**Task objective**
Look for the word "small" in the entries and copy every line where it shows up.

(Natural-language object grounding data)
+--
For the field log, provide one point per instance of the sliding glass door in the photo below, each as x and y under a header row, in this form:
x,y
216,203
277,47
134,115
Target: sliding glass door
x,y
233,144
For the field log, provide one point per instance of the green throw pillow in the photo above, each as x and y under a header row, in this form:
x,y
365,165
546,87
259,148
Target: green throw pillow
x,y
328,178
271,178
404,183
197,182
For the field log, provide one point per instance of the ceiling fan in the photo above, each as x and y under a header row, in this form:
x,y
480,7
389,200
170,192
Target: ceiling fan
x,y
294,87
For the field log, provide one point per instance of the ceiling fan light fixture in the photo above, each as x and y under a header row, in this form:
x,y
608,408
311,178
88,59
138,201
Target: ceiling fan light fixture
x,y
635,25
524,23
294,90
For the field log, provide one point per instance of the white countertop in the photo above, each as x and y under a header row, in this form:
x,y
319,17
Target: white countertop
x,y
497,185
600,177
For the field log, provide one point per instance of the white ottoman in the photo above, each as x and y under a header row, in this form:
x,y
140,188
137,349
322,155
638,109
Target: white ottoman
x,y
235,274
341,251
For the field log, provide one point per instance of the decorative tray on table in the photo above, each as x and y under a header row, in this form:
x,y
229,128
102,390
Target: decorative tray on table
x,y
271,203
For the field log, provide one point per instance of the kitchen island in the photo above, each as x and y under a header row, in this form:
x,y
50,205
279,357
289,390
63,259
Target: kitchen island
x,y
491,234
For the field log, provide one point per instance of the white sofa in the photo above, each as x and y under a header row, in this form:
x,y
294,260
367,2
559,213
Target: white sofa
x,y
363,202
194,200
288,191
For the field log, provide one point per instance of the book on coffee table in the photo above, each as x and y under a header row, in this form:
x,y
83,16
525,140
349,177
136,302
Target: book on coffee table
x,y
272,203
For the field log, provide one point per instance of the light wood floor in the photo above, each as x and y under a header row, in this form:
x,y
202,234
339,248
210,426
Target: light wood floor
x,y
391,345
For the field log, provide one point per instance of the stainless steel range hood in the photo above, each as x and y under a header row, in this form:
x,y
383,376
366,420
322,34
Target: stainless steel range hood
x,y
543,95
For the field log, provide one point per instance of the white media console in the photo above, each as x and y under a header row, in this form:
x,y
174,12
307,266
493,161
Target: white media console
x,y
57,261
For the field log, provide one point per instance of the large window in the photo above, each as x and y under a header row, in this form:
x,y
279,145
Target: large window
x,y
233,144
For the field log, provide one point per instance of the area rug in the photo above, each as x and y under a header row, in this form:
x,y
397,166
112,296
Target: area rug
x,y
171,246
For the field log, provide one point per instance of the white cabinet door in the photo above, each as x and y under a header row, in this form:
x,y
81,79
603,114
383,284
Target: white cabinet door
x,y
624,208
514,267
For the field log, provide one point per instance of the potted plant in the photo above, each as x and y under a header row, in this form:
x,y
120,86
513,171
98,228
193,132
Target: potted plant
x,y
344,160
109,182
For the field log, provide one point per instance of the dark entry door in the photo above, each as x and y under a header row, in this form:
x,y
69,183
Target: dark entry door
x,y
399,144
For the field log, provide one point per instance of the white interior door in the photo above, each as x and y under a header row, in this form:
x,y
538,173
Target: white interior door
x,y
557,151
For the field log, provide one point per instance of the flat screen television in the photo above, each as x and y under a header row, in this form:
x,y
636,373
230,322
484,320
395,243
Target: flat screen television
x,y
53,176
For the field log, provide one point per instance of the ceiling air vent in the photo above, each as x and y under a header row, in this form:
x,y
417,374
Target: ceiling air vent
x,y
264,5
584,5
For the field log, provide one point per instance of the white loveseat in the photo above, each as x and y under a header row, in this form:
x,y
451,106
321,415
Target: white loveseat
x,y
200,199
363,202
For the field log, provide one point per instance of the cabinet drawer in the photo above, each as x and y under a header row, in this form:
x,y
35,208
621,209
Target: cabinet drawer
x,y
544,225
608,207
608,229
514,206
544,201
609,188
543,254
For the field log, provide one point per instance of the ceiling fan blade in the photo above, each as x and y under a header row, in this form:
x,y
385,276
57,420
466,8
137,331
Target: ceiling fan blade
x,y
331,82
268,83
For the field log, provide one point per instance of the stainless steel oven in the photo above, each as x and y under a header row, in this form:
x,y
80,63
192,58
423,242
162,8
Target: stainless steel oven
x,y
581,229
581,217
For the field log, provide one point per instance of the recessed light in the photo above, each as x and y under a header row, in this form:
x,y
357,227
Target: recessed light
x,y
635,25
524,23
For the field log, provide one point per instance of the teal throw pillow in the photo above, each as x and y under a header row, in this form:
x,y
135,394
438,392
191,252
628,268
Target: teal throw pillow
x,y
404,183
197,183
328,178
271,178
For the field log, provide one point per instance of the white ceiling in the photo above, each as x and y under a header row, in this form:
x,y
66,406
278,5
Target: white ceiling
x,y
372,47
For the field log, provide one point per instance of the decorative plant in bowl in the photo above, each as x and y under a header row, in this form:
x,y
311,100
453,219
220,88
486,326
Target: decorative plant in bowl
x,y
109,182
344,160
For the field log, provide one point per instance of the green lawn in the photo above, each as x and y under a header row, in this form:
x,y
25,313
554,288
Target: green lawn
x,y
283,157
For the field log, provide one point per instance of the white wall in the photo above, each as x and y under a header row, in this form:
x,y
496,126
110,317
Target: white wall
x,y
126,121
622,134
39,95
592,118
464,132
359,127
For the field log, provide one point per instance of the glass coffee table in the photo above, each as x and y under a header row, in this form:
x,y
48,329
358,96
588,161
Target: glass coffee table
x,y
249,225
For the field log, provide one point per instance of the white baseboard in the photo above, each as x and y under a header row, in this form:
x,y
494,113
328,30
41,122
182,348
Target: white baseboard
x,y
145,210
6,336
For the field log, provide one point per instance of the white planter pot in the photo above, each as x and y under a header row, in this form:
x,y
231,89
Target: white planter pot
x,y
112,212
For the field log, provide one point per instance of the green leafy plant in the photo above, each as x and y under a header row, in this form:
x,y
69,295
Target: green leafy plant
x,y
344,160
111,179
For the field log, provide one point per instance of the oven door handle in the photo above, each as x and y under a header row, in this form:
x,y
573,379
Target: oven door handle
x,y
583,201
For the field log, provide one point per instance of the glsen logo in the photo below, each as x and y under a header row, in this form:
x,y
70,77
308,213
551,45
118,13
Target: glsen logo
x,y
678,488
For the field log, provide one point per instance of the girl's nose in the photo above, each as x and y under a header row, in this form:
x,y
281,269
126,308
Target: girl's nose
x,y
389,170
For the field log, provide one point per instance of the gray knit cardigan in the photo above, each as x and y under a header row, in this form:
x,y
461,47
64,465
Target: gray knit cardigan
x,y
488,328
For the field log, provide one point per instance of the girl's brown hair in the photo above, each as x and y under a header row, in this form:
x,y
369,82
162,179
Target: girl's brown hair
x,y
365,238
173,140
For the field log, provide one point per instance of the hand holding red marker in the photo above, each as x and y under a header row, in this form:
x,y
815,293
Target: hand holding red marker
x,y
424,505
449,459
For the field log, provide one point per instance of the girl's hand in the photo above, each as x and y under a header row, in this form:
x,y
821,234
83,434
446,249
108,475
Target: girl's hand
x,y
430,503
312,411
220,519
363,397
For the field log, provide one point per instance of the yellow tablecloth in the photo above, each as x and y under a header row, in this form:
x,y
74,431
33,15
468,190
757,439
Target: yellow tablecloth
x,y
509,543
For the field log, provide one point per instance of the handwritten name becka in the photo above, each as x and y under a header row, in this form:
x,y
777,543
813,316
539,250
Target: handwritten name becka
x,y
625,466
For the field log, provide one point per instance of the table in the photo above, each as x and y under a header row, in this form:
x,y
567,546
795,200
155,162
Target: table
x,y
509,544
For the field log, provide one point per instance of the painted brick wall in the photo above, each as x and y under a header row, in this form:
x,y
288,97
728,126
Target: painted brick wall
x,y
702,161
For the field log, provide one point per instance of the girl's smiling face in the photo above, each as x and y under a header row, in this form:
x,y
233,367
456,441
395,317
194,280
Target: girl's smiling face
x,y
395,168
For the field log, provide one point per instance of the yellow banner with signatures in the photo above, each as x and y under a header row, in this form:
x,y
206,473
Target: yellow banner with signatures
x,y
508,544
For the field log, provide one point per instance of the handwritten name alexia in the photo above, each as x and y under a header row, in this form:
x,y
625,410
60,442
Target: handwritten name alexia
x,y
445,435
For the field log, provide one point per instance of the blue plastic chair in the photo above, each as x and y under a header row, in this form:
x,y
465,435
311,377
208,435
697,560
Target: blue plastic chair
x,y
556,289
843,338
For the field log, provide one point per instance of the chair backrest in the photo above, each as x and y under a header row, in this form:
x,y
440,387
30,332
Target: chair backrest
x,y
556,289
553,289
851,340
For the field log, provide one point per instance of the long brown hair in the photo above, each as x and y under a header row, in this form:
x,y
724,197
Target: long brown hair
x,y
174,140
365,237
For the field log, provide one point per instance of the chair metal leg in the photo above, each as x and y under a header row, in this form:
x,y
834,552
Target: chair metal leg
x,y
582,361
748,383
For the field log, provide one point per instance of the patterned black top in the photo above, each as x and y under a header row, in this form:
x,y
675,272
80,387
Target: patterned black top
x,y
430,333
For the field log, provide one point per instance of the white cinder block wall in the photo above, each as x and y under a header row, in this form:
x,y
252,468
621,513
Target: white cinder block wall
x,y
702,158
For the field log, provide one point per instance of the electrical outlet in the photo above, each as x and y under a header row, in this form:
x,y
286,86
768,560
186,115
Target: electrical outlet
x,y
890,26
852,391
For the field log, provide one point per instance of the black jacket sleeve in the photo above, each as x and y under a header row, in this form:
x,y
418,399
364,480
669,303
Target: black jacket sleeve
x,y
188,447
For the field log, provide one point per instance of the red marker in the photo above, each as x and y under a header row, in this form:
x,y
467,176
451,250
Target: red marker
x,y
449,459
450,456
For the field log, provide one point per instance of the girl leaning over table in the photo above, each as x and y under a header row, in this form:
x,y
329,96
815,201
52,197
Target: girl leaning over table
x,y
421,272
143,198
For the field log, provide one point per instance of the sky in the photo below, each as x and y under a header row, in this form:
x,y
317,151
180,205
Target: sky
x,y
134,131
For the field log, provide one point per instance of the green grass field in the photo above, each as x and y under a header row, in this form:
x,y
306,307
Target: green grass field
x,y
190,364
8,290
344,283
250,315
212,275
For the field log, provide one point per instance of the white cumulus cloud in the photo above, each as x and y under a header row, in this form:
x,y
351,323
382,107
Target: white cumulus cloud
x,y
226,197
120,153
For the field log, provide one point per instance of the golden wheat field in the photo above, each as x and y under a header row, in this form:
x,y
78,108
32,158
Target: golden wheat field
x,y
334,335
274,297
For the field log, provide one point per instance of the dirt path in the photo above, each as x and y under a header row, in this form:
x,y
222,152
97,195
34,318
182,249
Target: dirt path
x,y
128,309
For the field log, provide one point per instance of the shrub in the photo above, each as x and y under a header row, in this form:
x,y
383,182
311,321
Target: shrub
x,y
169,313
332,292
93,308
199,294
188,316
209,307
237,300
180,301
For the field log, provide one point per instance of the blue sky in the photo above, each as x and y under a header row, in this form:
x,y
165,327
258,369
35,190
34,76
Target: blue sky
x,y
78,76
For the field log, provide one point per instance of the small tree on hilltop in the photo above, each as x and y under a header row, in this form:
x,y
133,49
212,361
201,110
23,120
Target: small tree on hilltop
+--
**Solution to the problem**
For the field log, provide one point per instance of the small tree on hilltop in the photo above, each as x and y under a header row, in this form:
Target: small tree on hilltop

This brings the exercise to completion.